▶ **Work instruction**: Pull out each line of the records that contains the string "tight", and copy those lines in full. Case counts.

▶ **Exercise data**:

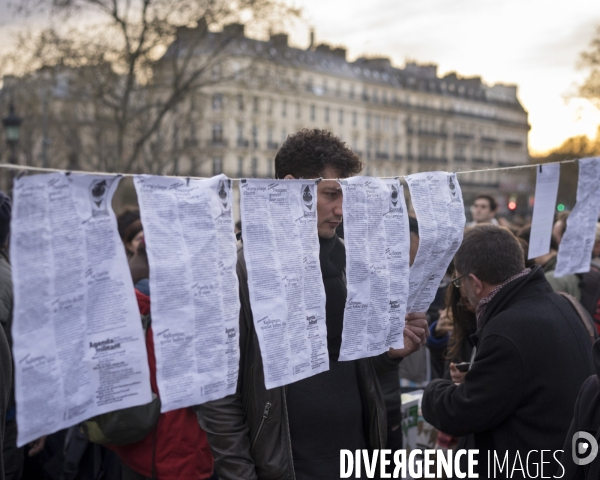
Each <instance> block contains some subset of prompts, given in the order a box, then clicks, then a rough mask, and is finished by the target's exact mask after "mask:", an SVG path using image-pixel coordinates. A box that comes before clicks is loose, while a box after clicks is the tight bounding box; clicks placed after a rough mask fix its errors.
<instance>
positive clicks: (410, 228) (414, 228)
mask: <svg viewBox="0 0 600 480" xmlns="http://www.w3.org/2000/svg"><path fill="white" fill-rule="evenodd" d="M408 231H409V232H410V233H414V234H415V235H416V236H417V237H418V236H419V222H418V221H417V219H416V218H414V217H408Z"/></svg>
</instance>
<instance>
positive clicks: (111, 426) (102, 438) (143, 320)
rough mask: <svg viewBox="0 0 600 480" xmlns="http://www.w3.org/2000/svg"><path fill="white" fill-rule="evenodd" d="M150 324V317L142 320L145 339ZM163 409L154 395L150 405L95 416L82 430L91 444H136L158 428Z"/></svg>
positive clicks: (147, 317)
mask: <svg viewBox="0 0 600 480" xmlns="http://www.w3.org/2000/svg"><path fill="white" fill-rule="evenodd" d="M150 322H151V319H150V315H143V316H142V325H143V327H144V337H145V334H146V332H147V330H148V327H149V326H150ZM160 407H161V403H160V398H159V397H158V396H157V395H156V394H154V393H153V394H152V401H151V402H150V403H147V404H145V405H137V406H135V407H129V408H123V409H121V410H115V411H112V412H107V413H103V414H102V415H96V416H95V417H92V418H90V419H89V420H86V421H85V422H83V430H84V432H85V435H86V437H87V438H88V440H89V441H90V442H93V443H99V444H101V445H104V444H110V445H129V444H130V443H137V442H140V441H142V440H143V439H144V438H146V436H147V435H148V434H149V433H150V432H151V431H152V430H153V429H154V427H156V425H157V424H158V418H159V416H160Z"/></svg>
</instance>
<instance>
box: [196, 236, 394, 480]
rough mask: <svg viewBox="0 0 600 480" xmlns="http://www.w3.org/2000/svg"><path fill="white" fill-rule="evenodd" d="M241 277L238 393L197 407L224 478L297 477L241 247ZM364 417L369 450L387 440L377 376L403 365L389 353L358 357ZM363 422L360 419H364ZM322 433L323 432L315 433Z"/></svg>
mask: <svg viewBox="0 0 600 480" xmlns="http://www.w3.org/2000/svg"><path fill="white" fill-rule="evenodd" d="M237 273H238V277H239V280H240V302H241V310H240V370H239V376H238V386H237V391H236V393H235V394H234V395H229V396H227V397H225V398H223V399H221V400H215V401H212V402H207V403H204V404H202V405H198V406H196V407H195V410H196V413H197V414H198V419H199V421H200V424H201V425H202V428H203V429H204V430H205V431H206V433H207V435H208V441H209V443H210V447H211V449H212V452H213V455H214V457H215V470H216V473H217V475H218V476H219V478H220V479H221V480H240V479H244V480H256V479H260V480H293V479H294V478H295V474H294V465H293V458H292V445H291V440H290V430H289V424H288V413H287V400H286V394H287V388H286V387H285V386H284V387H277V388H272V389H270V390H267V389H266V388H265V379H264V368H263V363H262V357H261V353H260V347H259V344H258V337H257V335H256V331H255V330H254V321H253V318H252V310H251V308H250V294H249V291H248V273H247V270H246V263H245V261H244V255H243V249H242V248H241V244H240V245H238V264H237ZM356 365H357V377H358V383H359V388H360V393H361V399H362V402H363V410H364V418H363V419H362V421H363V425H364V431H365V437H366V440H367V444H368V447H369V448H370V449H375V448H377V449H379V448H384V446H385V444H386V427H387V419H386V410H385V403H384V399H383V394H382V392H381V388H380V386H379V382H378V381H377V375H378V374H380V373H382V372H385V371H389V370H392V369H397V368H398V362H397V361H393V360H389V358H388V357H387V355H386V354H383V355H379V356H377V357H371V358H363V359H360V360H356ZM359 421H360V420H359ZM314 433H315V435H319V432H314Z"/></svg>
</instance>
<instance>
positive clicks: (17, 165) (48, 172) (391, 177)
mask: <svg viewBox="0 0 600 480" xmlns="http://www.w3.org/2000/svg"><path fill="white" fill-rule="evenodd" d="M578 160H579V159H577V158H573V159H569V160H560V161H558V162H549V163H532V164H527V165H512V166H510V167H496V168H482V169H479V170H458V171H456V172H454V173H456V175H464V174H466V173H478V172H498V171H503V170H522V169H524V168H536V167H543V166H544V165H556V164H562V163H575V162H577V161H578ZM0 168H4V169H7V170H20V171H22V172H25V171H31V172H46V173H52V172H55V173H56V172H59V173H77V174H84V175H112V176H115V177H135V176H137V175H140V174H138V173H112V172H87V171H81V170H80V171H75V170H67V169H61V168H45V167H33V166H29V165H14V164H12V163H0ZM161 176H164V177H168V178H192V179H197V180H204V179H206V178H209V177H193V176H190V175H161ZM407 176H408V175H395V176H391V177H379V178H384V179H385V178H398V177H402V178H405V177H407ZM246 178H250V177H246ZM230 180H233V181H240V180H243V178H230ZM305 180H338V179H337V178H322V179H317V178H315V179H305Z"/></svg>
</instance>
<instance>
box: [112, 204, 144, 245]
mask: <svg viewBox="0 0 600 480" xmlns="http://www.w3.org/2000/svg"><path fill="white" fill-rule="evenodd" d="M139 219H140V209H139V208H137V207H131V206H128V207H125V208H124V209H123V210H121V213H119V215H117V228H118V229H119V236H120V237H121V238H122V239H123V240H125V234H126V232H127V228H129V225H131V224H132V223H133V222H135V221H136V220H139ZM134 236H135V235H134Z"/></svg>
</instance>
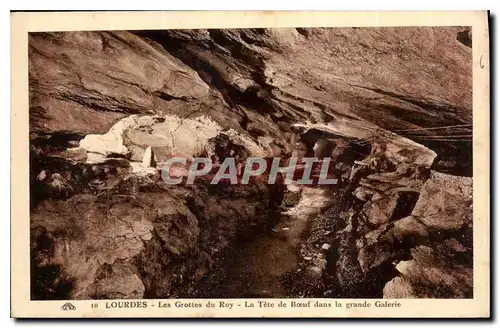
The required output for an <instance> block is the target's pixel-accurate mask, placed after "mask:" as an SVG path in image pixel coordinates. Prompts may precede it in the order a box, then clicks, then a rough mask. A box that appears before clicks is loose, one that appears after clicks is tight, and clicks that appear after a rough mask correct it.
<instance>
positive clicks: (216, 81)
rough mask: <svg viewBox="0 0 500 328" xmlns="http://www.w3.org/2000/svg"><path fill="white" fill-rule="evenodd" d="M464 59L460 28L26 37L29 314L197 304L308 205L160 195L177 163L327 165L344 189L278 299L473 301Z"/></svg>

▶ **Output for this task**:
Each <instance> block contains some subset of prompts, given in the order a box, then clicks, then a rough mask, and is finished by the target's exact mask after "mask:", an SVG path using image-pixel coordinates. A box that comes before clicks is loose, while a box after clicks is the tight bounding box; clicks placed after a rough mask fix its errors.
The required output for an <instance> block is the target's pixel-accurate mask, placed after "mask:" as an SVG path in image pixel coordinates. Prompts may precede it in the order a box, then clicks, then a rough mask. A box that appears before clicks is loose, one that appears after clicks is tight, and clicks that appear after a rough mask correct it.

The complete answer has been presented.